§ **Verilen Görev A**
Ramazan Demir'in tutuklanmasına ilişkin metne göre:
(i) Ramazan Demir hangi tarihte ev baskınıyla gözaltına alındı?
(ii) Mahkeme için baskı, aleni gözdağının yanı sıra neyi de ifade eder?
(iii) Bireysel başvuru hakkı AİHS'nin kaçıncı maddesinde güvence altına alınmıştır?
§ **Verilen Görev B**
Ramazan Demir'in tutuklanmasına ilişkin metni kaldığı yerden alıp sürdürebilir misiniz?

━━━ Seçilen Alıntı

Yukarıda kısaca değindiğim üzere, avukat Ramazan Demir, 2011 yılında başlayan ve soruşturmanın esasına dair son işlemin 2014 yılının Ocak ayında yapıldığı bir soruşturma kapsamında, tam da başta Cizre ve Sur olmak üzere sokağa çıkma yasağı ilan edilen yerlerde meydana gelen ağır insan hakları ihlallerini AİHM’ye taşıdığı dönemde, 16 Mart 2016 günü ev baskınıyla gözaltına alınıp tutuklandı. Savcılık tarafından sorulan sorunun yanı sıra Demir iddianamede ayrıca Cizre’de ağır yaralanan ve hastaneye götürülmesi için AİHM’nin ambulans gönderilmesi yönünde tedbir kararına hükmettiği Cihan Karaman için “AİHM bu sabah Cizre’de yaralanıp hastaneye götürülmesine izin verilmeyen Cihan Karaman için ÖHD olarak yaptığımız başvuruda da tedbir kararı verdi. Gerekirse her yaralanan için tek tek AİHM e gider ama ablukanızı yine kırarız” yazdığı için örgüt propagandasından yargılanıyor. [12]
AİHM, başvurucuların ve içinde bulundukları durumun özel şartlarını da dikkate alarak, başvurucuların ya da potansiyel başvurucuların ve avukatların başvurularını yapmamaları, başvurularını çekmeleri ya da değiştirmeleri yönünde yetkililerin baskısına maruz kalmadan Mahkeme ile iletişime geçebilmelerini, bireysel başvuru sisteminin etkinliği için hayati önemde görmektedir. [13] Mahkeme için bu baskı yalnızca başvuruculara, ailelerine ya da avukatlarına yönelik aleni gözdağı değil, aynı zamanda onları hak aramaktan vazgeçirecek ya da bu süreçte yıldıracak her türlü eylemi ifade eder.
Avukat Ramazan Demir’in bu süreçte AİHM’ye yaptığı onlarca başvuru sırasında bu nedenle tutuklanması da sokağa çıkma yasaklarına ilişkin başvuruların yapılmasını engelleme amacını taşımaktadır. Demir hakkında verilen tutuklama kararının hem halihazırda sokağa çıkma yasakları sırasında meydana gelen ihlaller nedeniyle ağır hak ihlallerine maruz kalan başvurucular hem de Demir için AİHS’nin 34. maddesinde güvence altına alınan bireysel başvuru hakkını ihlal ettiğine yönelik talebimiz Avrupa Konseyi’nin ve AİHM’nin önünde. Çıkacak kararı ilerleyen günlerde hep birlikte göreceğiz.

━━━━━━
━━━ Sağlanan Materyal

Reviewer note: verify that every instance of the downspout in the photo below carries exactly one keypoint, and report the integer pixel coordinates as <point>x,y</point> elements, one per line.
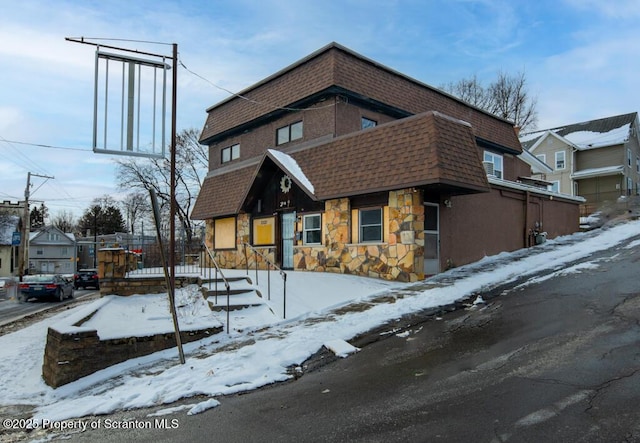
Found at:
<point>527,234</point>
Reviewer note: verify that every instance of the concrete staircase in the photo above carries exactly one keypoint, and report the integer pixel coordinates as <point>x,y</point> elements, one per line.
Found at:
<point>242,294</point>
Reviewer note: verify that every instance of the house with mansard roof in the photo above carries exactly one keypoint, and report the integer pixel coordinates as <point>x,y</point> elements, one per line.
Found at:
<point>596,159</point>
<point>340,164</point>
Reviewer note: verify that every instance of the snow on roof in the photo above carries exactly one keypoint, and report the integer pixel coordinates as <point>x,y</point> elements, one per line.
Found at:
<point>530,136</point>
<point>598,172</point>
<point>591,140</point>
<point>292,168</point>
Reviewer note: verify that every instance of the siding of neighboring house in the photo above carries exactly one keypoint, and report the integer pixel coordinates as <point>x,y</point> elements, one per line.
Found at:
<point>52,251</point>
<point>606,157</point>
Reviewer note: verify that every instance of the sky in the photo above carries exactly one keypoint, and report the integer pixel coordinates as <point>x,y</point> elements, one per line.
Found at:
<point>261,346</point>
<point>579,58</point>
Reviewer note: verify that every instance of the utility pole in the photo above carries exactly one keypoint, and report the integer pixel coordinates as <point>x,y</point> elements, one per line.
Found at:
<point>25,227</point>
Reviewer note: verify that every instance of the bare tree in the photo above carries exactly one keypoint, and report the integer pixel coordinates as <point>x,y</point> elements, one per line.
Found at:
<point>469,90</point>
<point>191,168</point>
<point>507,97</point>
<point>135,206</point>
<point>510,99</point>
<point>65,221</point>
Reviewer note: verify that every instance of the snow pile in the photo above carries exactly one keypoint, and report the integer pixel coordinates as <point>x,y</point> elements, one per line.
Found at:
<point>251,357</point>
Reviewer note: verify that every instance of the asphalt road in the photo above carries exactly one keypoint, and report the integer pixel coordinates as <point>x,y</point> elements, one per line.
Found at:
<point>11,310</point>
<point>556,361</point>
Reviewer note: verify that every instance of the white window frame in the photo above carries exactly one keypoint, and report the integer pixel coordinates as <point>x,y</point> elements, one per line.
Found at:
<point>306,229</point>
<point>559,154</point>
<point>289,133</point>
<point>366,123</point>
<point>362,227</point>
<point>230,153</point>
<point>496,159</point>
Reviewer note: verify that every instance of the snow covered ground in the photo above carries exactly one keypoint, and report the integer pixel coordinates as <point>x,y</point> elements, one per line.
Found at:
<point>261,347</point>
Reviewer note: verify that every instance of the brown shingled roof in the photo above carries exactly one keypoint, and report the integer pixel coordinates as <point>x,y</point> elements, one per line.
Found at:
<point>335,65</point>
<point>422,150</point>
<point>221,194</point>
<point>425,149</point>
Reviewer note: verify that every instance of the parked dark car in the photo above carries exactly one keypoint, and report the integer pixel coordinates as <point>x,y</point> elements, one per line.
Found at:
<point>46,286</point>
<point>5,283</point>
<point>85,278</point>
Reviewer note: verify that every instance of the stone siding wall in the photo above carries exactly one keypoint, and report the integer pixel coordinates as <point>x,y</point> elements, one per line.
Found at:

━━━━━━

§ **Beklenen Yanıt A**
(i) 16 Mart 2016 günü.
(ii) Başvurucuları, ailelerini ya da avukatlarını hak aramaktan vazgeçirecek ya da bu süreçte yıldıracak her türlü eylemi.
(iii) 34. maddesinde.

§ **Beklenen Yanıt B**
Anayasal haklarını kullanan kişileri, üstelik mesleki faaliyetleri nedeniyle uluslararası kurumlarla irtibat halinde oldukları için suçlu ilan edip cezalandırmak, her hafta onlarca farklı konuda ihlal kararı veren AİHM’nin bile oldukça nadiren ihlal bulduğu ve sonuçları ağır olabilecek bir ihlal konusu. Bugün yaşanan ve belli ki ilerleyen günlerde yaşanmaya devam edecek bu ihlaller ileride AİHM önüne götürülecek ve yerleşik içtihada baktığımızda Mahkeme’nin ne yönde karar vereceğini kestirmek çok da zor değil. İşte o zaman kişileri “ülke itibarını zedelemek”le suçlayanlar bu ihlal kararlarıyla ülke itibarını zedeleyen kişiler olacak. (BM/HK
[1] İMC TV’nin Türksat’tan Çıkarılmasına Neden Olan Skandal Bilirkişi Raporu, Evrensel Gazetesi, 19 Şubat 2016, (Bu yazıda yer verilen linklere son erişim tarihi 02.05.2016’dır.)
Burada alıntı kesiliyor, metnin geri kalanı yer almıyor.